PROBLEM DESCRIPTION> Reply only with how many lines in these entries hold the string "green".

[Stored items]
+++

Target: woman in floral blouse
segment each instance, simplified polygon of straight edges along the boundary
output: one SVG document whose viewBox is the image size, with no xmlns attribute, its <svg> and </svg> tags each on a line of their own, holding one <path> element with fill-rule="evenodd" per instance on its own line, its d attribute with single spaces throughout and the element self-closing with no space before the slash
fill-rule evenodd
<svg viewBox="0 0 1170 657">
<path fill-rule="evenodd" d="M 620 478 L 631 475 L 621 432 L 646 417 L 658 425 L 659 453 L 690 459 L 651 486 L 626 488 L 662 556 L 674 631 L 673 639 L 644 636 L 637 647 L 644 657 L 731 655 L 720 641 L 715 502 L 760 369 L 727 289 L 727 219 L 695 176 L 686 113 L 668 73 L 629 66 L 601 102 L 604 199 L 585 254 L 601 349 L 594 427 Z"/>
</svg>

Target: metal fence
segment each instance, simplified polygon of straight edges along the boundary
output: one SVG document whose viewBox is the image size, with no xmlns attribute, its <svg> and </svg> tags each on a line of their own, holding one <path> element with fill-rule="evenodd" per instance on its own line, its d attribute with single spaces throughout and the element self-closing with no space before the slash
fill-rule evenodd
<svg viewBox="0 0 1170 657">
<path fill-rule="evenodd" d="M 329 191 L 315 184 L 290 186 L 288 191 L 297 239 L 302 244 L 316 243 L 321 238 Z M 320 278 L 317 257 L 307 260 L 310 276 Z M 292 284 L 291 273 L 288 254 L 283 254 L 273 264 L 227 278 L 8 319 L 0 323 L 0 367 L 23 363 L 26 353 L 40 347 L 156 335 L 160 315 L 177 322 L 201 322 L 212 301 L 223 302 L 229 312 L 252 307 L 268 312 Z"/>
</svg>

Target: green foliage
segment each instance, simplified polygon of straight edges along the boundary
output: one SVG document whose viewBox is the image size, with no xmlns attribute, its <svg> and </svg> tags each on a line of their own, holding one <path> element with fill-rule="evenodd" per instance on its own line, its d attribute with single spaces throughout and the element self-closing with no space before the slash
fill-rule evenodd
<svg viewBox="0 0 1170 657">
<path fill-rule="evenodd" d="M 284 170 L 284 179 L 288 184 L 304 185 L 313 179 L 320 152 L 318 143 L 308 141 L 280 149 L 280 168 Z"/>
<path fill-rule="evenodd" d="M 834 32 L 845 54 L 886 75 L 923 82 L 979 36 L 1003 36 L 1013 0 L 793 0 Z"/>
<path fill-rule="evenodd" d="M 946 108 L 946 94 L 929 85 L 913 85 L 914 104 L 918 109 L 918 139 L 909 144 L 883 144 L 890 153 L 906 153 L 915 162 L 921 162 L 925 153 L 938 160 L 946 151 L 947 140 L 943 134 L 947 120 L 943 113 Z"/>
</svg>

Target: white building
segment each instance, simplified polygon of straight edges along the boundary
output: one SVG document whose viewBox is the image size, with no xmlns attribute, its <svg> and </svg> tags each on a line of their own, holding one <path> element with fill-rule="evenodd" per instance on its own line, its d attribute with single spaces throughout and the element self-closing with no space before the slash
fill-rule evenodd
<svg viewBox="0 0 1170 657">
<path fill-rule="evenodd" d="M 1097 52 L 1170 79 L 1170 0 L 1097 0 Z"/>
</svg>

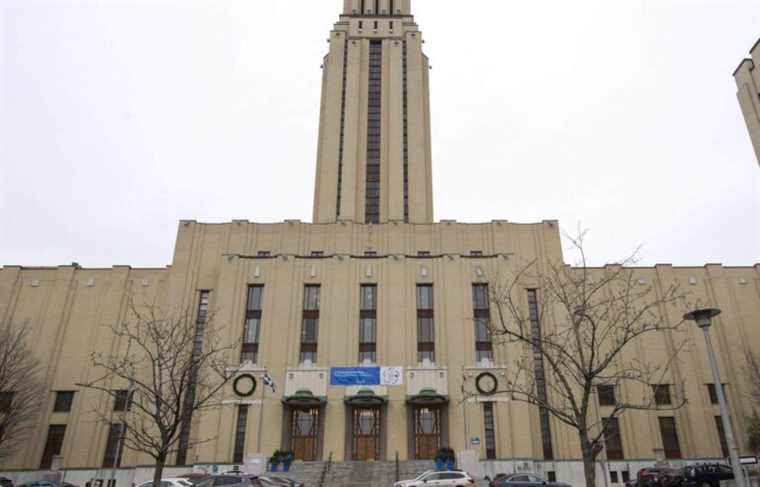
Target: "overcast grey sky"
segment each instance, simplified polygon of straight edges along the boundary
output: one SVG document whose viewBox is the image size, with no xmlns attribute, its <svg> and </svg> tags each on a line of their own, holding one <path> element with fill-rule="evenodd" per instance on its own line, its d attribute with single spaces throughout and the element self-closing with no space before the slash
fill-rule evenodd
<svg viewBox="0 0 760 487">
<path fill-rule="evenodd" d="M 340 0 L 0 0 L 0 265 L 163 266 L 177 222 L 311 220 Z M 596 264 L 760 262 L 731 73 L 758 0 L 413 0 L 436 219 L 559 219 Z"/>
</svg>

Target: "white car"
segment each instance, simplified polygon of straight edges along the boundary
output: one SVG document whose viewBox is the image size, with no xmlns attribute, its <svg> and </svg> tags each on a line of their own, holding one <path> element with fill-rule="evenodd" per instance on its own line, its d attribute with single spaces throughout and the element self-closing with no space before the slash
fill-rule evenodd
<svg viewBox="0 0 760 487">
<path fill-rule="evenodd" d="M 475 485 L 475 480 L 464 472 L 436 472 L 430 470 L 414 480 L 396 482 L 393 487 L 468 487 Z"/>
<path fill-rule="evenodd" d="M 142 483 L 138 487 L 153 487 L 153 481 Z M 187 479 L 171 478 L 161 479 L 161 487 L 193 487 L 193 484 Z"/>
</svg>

+++

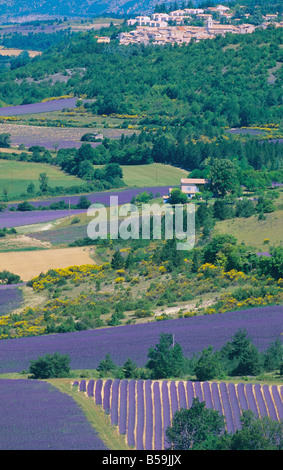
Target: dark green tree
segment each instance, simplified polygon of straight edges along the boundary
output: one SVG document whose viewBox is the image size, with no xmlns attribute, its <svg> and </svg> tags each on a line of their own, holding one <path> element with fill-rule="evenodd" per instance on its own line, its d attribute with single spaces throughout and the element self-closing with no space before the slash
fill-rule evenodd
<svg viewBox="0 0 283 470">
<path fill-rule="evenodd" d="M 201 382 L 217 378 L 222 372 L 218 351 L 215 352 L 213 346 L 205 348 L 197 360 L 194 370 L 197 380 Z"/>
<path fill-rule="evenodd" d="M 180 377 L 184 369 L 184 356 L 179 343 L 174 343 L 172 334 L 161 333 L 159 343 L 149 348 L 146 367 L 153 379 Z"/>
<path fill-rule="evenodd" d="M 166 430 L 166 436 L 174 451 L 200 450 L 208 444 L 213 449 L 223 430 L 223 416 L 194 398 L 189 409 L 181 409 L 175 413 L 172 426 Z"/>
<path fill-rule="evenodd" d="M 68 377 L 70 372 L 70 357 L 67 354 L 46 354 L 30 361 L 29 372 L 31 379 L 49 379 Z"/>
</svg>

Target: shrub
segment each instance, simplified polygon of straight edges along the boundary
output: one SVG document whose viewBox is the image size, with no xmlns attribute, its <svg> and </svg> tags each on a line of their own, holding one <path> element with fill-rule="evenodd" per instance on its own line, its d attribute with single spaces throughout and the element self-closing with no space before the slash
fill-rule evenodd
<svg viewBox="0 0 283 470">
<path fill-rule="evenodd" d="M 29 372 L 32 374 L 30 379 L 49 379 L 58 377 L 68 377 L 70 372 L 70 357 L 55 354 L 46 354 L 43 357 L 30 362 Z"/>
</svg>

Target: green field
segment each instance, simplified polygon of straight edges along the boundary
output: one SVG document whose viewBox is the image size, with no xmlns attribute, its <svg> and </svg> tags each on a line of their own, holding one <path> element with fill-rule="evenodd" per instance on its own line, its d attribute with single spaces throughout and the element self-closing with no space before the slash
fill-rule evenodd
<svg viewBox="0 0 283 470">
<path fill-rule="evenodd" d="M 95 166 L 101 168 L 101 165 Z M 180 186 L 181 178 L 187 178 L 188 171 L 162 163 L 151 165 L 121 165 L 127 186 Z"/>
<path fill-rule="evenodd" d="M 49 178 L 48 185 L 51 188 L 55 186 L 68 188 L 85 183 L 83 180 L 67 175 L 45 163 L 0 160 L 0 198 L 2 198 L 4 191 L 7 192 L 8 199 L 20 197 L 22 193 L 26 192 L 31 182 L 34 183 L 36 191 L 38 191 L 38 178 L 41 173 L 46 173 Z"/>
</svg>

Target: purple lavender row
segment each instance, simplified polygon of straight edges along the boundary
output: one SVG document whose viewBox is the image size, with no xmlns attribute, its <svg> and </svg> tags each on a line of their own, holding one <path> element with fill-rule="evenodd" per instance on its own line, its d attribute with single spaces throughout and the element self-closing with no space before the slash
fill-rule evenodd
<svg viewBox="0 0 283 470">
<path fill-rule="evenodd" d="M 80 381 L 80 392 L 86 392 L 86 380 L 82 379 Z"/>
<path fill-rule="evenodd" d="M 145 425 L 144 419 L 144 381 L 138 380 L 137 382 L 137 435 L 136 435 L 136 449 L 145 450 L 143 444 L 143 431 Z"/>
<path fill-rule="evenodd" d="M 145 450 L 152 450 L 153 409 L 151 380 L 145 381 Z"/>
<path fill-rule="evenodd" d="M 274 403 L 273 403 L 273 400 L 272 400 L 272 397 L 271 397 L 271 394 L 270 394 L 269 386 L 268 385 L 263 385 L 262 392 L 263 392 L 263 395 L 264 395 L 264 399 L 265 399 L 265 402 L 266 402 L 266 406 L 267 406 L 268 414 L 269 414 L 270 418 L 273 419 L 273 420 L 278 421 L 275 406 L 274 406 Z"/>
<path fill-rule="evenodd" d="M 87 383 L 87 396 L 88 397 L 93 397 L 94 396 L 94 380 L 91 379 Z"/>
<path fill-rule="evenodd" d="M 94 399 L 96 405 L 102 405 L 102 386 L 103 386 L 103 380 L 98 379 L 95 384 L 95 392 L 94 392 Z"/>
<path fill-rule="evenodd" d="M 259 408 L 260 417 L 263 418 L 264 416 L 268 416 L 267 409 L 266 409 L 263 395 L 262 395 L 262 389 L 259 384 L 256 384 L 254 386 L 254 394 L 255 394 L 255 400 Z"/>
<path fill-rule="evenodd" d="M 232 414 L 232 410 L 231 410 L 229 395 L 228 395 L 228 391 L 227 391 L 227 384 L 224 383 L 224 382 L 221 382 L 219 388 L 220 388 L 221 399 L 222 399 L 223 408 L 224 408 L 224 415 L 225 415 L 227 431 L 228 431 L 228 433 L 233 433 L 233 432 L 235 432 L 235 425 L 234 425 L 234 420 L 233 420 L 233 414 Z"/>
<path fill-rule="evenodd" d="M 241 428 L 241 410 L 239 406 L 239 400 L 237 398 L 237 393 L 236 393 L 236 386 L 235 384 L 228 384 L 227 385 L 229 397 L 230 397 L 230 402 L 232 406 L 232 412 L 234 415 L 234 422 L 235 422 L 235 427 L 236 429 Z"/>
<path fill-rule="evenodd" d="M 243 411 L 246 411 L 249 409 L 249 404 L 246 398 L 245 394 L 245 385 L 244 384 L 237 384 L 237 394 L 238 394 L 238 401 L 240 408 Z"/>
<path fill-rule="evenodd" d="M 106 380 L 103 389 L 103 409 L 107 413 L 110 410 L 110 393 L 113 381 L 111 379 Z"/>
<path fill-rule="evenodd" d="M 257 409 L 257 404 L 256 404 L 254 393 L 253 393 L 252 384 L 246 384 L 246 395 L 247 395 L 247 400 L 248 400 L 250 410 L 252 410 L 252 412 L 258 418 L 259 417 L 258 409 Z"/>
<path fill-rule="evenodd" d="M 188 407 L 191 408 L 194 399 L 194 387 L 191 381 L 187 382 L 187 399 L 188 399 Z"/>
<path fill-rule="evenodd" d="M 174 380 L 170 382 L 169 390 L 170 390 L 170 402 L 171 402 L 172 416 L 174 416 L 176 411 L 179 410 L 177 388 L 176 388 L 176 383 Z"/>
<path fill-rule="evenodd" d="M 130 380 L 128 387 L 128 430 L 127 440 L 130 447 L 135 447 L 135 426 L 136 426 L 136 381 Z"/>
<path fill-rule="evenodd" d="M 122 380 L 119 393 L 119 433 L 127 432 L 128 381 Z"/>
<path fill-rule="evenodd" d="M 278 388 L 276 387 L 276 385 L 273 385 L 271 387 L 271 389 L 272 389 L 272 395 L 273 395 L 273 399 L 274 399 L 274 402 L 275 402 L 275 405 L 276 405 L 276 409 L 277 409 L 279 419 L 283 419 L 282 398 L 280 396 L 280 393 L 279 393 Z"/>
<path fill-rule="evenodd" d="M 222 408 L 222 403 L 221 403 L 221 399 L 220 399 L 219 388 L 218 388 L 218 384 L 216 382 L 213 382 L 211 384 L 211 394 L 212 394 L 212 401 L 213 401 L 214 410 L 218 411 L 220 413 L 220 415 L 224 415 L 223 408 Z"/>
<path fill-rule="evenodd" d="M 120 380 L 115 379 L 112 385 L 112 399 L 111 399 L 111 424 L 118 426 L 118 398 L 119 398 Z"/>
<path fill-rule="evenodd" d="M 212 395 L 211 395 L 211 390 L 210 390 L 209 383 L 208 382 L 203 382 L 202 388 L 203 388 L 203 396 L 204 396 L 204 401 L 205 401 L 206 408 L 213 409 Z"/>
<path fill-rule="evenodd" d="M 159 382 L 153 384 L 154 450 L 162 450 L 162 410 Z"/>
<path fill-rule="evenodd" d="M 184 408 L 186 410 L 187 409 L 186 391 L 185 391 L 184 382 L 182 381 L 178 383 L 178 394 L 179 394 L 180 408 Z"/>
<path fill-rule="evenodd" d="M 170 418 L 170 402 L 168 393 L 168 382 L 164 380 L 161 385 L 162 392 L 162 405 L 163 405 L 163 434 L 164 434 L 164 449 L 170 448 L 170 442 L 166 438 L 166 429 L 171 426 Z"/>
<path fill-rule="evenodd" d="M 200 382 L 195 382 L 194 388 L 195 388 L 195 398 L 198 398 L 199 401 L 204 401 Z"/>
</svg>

+++

SOLUTION TO THE PROBLEM> 3